Task objective |
Pull out each line of the data below that contains the string "nest", and copy those lines. Case counts, so match only that exact capitalization.

--- START Exercise material ---

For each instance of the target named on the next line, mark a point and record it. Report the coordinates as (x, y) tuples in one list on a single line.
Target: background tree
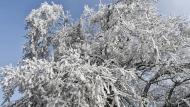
[(123, 54)]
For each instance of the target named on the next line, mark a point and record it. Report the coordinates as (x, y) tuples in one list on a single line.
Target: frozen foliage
[(122, 55)]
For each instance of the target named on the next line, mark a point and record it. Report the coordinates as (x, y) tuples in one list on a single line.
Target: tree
[(123, 54)]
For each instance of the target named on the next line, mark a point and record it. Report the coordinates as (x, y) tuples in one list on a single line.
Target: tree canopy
[(124, 54)]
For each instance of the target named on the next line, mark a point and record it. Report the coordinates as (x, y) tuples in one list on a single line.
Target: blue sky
[(13, 13)]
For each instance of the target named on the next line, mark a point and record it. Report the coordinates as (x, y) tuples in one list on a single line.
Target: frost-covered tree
[(122, 55)]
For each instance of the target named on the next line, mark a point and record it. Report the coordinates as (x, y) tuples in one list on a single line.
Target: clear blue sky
[(13, 13)]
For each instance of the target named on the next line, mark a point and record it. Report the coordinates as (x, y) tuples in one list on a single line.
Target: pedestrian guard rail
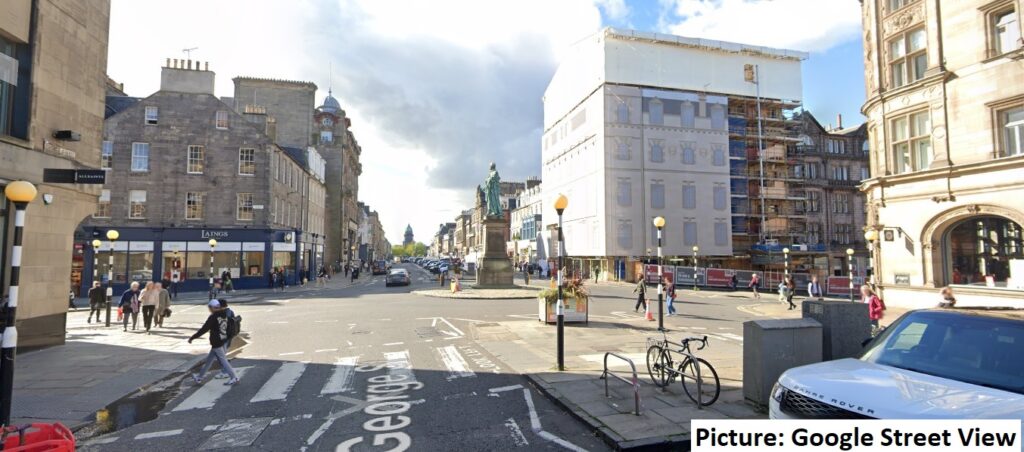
[(634, 382)]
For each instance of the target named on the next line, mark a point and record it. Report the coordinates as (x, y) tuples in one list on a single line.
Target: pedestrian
[(948, 300), (217, 326), (641, 291), (163, 305), (226, 282), (814, 289), (755, 282), (791, 289), (670, 297), (876, 307), (150, 297), (96, 300), (129, 305)]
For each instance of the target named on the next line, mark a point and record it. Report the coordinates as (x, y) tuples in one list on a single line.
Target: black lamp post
[(659, 223), (560, 204), (20, 193)]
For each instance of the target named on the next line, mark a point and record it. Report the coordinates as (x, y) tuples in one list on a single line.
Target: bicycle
[(698, 378)]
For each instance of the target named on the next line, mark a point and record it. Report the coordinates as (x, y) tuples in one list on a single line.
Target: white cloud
[(435, 89), (800, 25)]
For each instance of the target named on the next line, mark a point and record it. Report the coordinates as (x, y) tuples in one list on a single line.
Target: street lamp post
[(785, 255), (213, 245), (560, 204), (695, 249), (112, 236), (870, 236), (20, 193), (849, 262), (659, 223)]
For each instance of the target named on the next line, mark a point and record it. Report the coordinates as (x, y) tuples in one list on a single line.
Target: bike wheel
[(710, 386), (656, 366)]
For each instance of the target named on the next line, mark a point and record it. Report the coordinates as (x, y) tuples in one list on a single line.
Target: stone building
[(39, 96), (183, 167), (827, 165), (945, 121)]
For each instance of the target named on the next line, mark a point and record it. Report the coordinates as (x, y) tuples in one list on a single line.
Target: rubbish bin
[(772, 346), (844, 327)]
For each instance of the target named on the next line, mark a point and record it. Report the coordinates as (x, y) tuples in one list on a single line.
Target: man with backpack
[(219, 328)]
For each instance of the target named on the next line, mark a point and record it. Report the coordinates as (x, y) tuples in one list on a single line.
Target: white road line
[(209, 394), (159, 434), (504, 388), (281, 382), (341, 379), (517, 438), (455, 363)]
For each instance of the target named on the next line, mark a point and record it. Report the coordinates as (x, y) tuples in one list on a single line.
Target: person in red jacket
[(876, 307)]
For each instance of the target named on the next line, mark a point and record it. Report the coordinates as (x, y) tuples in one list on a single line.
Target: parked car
[(954, 364), (397, 277)]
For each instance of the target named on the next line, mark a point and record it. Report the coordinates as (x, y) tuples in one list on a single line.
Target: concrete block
[(844, 326), (772, 346)]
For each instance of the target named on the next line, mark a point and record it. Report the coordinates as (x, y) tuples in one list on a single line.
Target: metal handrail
[(635, 382)]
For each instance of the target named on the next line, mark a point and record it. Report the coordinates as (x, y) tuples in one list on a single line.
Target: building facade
[(182, 167), (945, 120), (639, 125), (38, 97)]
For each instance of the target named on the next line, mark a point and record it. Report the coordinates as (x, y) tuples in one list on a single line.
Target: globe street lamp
[(20, 193), (560, 204), (870, 236), (659, 223), (785, 255), (112, 236), (849, 253), (695, 249), (213, 245)]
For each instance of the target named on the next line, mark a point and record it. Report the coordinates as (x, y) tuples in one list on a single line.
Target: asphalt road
[(370, 367)]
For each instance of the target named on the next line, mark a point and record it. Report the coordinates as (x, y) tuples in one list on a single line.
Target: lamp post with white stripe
[(213, 244), (20, 193), (112, 236)]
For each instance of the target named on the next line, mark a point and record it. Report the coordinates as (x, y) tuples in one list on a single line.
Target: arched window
[(981, 247)]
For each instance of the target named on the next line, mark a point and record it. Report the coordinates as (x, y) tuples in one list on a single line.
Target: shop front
[(183, 257)]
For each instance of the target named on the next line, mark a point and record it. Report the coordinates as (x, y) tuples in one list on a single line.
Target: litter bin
[(772, 346)]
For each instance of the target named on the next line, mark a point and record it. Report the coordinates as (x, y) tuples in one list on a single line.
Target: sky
[(436, 90)]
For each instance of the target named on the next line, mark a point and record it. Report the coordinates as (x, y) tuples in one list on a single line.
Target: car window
[(977, 350)]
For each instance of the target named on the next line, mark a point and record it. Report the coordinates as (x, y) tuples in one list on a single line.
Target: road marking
[(455, 363), (209, 394), (159, 434), (341, 379), (517, 438), (504, 388), (281, 382)]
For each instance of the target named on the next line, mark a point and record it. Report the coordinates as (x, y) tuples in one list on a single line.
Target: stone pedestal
[(495, 268)]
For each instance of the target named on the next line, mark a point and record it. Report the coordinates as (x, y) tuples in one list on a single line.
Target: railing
[(635, 382)]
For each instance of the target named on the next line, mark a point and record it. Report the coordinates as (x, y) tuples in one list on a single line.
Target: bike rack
[(635, 382)]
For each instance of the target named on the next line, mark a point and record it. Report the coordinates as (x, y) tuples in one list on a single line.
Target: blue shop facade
[(181, 256)]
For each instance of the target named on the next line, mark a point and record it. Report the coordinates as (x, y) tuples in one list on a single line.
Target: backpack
[(233, 324)]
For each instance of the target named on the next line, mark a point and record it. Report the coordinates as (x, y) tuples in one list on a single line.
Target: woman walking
[(148, 298), (129, 305)]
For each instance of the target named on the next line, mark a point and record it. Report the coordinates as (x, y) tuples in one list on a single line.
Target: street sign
[(55, 175)]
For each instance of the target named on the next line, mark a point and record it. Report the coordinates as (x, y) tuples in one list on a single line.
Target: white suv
[(928, 364)]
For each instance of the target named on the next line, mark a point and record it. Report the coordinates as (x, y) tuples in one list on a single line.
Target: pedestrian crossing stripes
[(282, 381)]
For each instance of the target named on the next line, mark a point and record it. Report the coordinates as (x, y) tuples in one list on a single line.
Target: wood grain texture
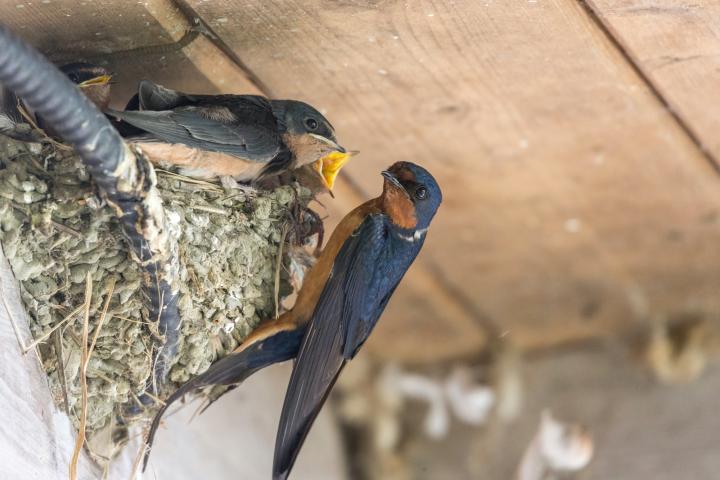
[(66, 27), (574, 204), (677, 46)]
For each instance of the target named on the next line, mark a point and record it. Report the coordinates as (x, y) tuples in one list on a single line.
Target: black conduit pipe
[(125, 179)]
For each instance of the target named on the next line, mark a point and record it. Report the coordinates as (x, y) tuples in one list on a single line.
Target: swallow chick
[(368, 267), (244, 137), (280, 339), (93, 80)]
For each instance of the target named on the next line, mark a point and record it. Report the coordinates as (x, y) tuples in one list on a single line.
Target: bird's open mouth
[(330, 165), (337, 147), (99, 80)]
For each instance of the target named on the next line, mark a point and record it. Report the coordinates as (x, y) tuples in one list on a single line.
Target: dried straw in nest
[(67, 250)]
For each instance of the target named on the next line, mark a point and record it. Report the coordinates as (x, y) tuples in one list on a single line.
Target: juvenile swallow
[(245, 137), (341, 299), (93, 80)]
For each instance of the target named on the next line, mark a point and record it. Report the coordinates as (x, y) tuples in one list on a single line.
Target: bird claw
[(229, 183)]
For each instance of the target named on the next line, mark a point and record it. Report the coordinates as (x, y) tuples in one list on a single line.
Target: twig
[(219, 211), (61, 369), (31, 122), (277, 270), (13, 324), (60, 226), (83, 380), (101, 321), (44, 336)]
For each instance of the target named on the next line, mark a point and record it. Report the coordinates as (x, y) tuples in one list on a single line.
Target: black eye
[(311, 123)]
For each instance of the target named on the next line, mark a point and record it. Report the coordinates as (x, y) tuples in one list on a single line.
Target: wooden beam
[(574, 202), (675, 46)]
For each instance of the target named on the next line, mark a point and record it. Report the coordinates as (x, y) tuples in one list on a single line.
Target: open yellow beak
[(330, 165), (100, 80)]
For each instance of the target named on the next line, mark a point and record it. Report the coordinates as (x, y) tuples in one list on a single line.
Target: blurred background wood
[(574, 141), (575, 203)]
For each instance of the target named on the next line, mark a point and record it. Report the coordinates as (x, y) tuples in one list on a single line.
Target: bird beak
[(100, 80), (330, 165), (335, 146), (393, 181)]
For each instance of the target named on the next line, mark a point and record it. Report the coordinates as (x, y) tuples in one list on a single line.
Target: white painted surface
[(232, 440)]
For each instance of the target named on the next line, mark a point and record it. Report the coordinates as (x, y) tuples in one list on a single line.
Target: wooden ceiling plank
[(574, 203), (677, 47)]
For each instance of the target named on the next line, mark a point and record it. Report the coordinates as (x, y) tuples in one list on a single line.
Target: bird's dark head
[(299, 118), (93, 80), (411, 196), (311, 138)]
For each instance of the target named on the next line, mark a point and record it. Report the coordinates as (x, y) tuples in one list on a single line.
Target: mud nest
[(56, 231)]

--- END Exercise material ---

Completed exercise |
Target: dried straw in nest
Target: mud nest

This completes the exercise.